#### Requirements
a: In the house-restoration post, give the stretch from "The Totally Mundane" through "I have discovered." again, substituting "family room" for "living room".
b: List every reason the house-restoration post gives for the writer not becoming too alarmed by the rustling noise.

**** Document segment

Tuesday, July 31, 2007

The Totally Mundane

Truth be told, only 2% of restoring an old house is glitz & glamour. The rest is totally mundane....the kind of stuff you can file under "when will I stop discovering crap like this!" I sometimes hesitate to even post about this kind of stuff for fear of boring the snot out of blog readers.

There has been a quiet rustling in a exterior wall in my living room for a couple of years. It actually was probably there when I moved in; the previous owner was less than truthful in her disclosures, I have discovered.

I've never really been able to tell if it is something outside in the downspout.....or something that has been able to work it's way into the concrete block of the foundation. I never got too alarmed by it because there was never any threat that it would get into my house, there was never any chewing noise, and it always disappeared when I tried to pay attention and figure out where is was coming from. Nevertheless, I have spent quite a few hours caulking the eaves and windows in this area hoping to eliminate this little guest.

I'm not sure exactly why it dawned on me last weekend that I should look down rather than up at the eaves to solve this mystery. The exterior of the house is stucco, the foundation is concrete block with a smooth cement exterior overlay surface. It seemed pretty impenetrable. But, something caught my eye.

The exterior, decorative surface of the foundation had a spot where it had worn through about 4" below the surface in this one corner of the house. I somehow tend to discover crap like this when the temp. is in the mid 90's.

So, Sunday I spent my afternoon in the parching heat patching this hole in the foundation. It's going to be below dirt level, so I went with sturdy rather than pretty. So far, no more noise.

********
**** Supplied data

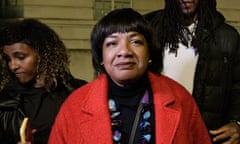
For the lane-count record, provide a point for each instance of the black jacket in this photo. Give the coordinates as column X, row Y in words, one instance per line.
column 47, row 104
column 217, row 75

********

#### Answers per task
a:
The Totally Mundane

Truth be told, only 2% of restoring an old house is glitz & glamour. The rest is totally mundane....the kind of stuff you can file under "when will I stop discovering crap like this!" I sometimes hesitate to even post about this kind of stuff for fear of boring the snot out of blog readers.

There has been a quiet rustling in a exterior wall in my family room for a couple of years. It actually was probably there when I moved in; the previous owner was less than truthful in her disclosures, I have discovered.

b:
- There was never any threat that it would get into the house.
- There was never any chewing noise.
- It always disappeared when the writer tried to pay attention and figure out where it was coming from.